> _本文_:

==*==

朝晩が急に寒くなって昼間は日差しが強く、でもまだ来週にはまた台風が来る
らしくてと、めまぐるしく天候が変わるので風邪を引く患者さんが増えてきました。
真冬よりもこういう季節の変わり目の方が多い気がします。
さて風邪には西洋薬よりも漢方薬の方が実は効果的です。その一つの理由が、
「症状の細かな変化に対応できる」という点が挙げられます。皆さんも経験が
あると思いますが、風邪の最初は「ぶるっ」と来てそれから高熱が出ます。
その時は関節も痛くて、咳や頭痛も激しいですね。その後解熱しても、食欲が
すぐれないとか、倦怠感が続くなんていう症状に変わります。要は風邪は時期に
よって随分と症状が違うと言うことです。
漢方薬はこういう時期による症状の違いにそれぞれ対応できるので、風邪の治療
に適してると言えるのです。例えば「ぶるっ」と来た時は身体の表面が冷えた感じ
がするわけですから、「表寒」の状態と表現されます。この表寒に使う生薬が
桂枝や麻黄です。この桂枝と麻黄が配合されているのが有名な葛根湯です。
だから「風邪の引き始めに葛根湯」となるわけですね。
症状が進行して、食欲低下や下痢なんかが出てきたらこれは「裏熱」と表現され
ますが、このステージでは桂枝や麻黄はもう効果がないんですね。裏熱に適した
生薬を選択せねばなりません。ですから、「風邪に葛根湯」では間違うわけです。

==*==

> _表示された記録_:
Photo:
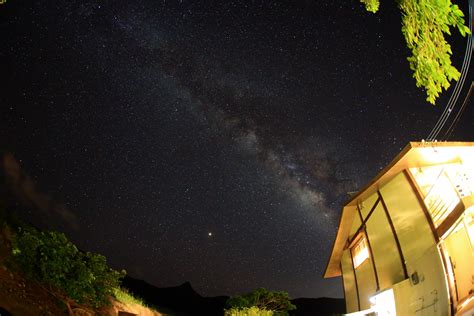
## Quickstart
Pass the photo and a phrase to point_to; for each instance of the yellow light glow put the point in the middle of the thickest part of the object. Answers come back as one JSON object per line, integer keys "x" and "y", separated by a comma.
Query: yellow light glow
{"x": 469, "y": 222}
{"x": 443, "y": 186}
{"x": 384, "y": 303}
{"x": 360, "y": 252}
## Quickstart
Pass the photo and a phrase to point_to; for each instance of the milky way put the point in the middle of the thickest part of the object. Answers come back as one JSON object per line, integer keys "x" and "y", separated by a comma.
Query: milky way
{"x": 139, "y": 128}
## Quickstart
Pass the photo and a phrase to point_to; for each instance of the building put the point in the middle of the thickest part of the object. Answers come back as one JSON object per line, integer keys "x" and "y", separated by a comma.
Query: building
{"x": 405, "y": 242}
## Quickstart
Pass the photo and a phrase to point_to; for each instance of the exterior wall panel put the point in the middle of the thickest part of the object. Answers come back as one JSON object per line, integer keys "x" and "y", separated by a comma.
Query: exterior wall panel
{"x": 384, "y": 249}
{"x": 366, "y": 206}
{"x": 350, "y": 290}
{"x": 367, "y": 285}
{"x": 411, "y": 225}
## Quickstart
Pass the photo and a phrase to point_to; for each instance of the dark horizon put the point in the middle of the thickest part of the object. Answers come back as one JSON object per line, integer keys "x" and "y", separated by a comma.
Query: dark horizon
{"x": 214, "y": 144}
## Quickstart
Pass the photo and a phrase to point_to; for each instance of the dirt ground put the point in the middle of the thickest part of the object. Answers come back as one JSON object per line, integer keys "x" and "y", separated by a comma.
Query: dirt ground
{"x": 21, "y": 297}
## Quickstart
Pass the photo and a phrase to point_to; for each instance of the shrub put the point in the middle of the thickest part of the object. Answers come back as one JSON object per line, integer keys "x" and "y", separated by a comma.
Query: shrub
{"x": 247, "y": 311}
{"x": 63, "y": 270}
{"x": 278, "y": 303}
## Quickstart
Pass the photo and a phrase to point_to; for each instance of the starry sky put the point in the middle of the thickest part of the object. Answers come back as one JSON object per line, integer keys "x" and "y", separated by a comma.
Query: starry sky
{"x": 213, "y": 142}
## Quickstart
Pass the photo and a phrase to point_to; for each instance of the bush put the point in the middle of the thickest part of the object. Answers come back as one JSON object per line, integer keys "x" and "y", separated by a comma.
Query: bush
{"x": 276, "y": 302}
{"x": 66, "y": 272}
{"x": 247, "y": 311}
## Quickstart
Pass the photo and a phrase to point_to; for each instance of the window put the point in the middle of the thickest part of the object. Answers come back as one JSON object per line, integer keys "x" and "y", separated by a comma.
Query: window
{"x": 442, "y": 187}
{"x": 360, "y": 252}
{"x": 469, "y": 223}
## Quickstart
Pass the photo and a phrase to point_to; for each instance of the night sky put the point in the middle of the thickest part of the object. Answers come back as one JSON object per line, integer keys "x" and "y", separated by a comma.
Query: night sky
{"x": 209, "y": 142}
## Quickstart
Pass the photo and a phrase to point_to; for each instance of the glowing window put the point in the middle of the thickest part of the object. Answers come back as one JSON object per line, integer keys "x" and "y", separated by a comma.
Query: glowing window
{"x": 442, "y": 187}
{"x": 469, "y": 222}
{"x": 360, "y": 252}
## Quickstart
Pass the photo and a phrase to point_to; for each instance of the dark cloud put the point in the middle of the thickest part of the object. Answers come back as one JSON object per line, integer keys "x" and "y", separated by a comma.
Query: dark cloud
{"x": 25, "y": 189}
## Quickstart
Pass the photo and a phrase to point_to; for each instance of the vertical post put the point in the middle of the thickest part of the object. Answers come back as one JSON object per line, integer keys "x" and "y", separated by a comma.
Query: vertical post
{"x": 372, "y": 258}
{"x": 399, "y": 247}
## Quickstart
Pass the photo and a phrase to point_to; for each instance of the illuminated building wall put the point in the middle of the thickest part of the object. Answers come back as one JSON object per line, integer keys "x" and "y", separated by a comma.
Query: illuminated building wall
{"x": 410, "y": 239}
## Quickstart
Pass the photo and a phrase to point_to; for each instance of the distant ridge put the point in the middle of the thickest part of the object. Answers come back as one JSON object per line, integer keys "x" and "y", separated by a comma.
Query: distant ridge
{"x": 184, "y": 300}
{"x": 318, "y": 306}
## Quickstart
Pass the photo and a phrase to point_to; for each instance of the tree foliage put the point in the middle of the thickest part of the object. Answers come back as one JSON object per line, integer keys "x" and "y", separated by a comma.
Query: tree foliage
{"x": 247, "y": 311}
{"x": 276, "y": 302}
{"x": 69, "y": 274}
{"x": 424, "y": 24}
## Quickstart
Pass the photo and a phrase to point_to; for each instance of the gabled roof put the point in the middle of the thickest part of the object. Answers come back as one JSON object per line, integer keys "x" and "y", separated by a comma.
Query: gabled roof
{"x": 415, "y": 154}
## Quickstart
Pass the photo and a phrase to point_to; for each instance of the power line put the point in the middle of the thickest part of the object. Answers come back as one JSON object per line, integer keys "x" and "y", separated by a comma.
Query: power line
{"x": 455, "y": 95}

==*==

> _課題_: 本文のうち、「さて風邪には西洋薬よりも漢方薬の方が実は効果的です。その一つの理由が、」から始まり「桂枝や麻黄です。この桂枝と麻黄が配合されているのが有名な葛根湯です。」に至るまでの部分を、一字一句違えずに書き写してください。 記録は参照しなくても差し支えありません。

> _出力_:
さて風邪には西洋薬よりも漢方薬の方が実は効果的です。その一つの理由が、
「症状の細かな変化に対応できる」という点が挙げられます。皆さんも経験が
あると思いますが、風邪の最初は「ぶるっ」と来てそれから高熱が出ます。
その時は関節も痛くて、咳や頭痛も激しいですね。その後解熱しても、食欲が
すぐれないとか、倦怠感が続くなんていう症状に変わります。要は風邪は時期に
よって随分と症状が違うと言うことです。
漢方薬はこういう時期による症状の違いにそれぞれ対応できるので、風邪の治療
に適してると言えるのです。例えば「ぶるっ」と来た時は身体の表面が冷えた感じ
がするわけですから、「表寒」の状態と表現されます。この表寒に使う生薬が
桂枝や麻黄です。この桂枝と麻黄が配合されているのが有名な葛根湯です。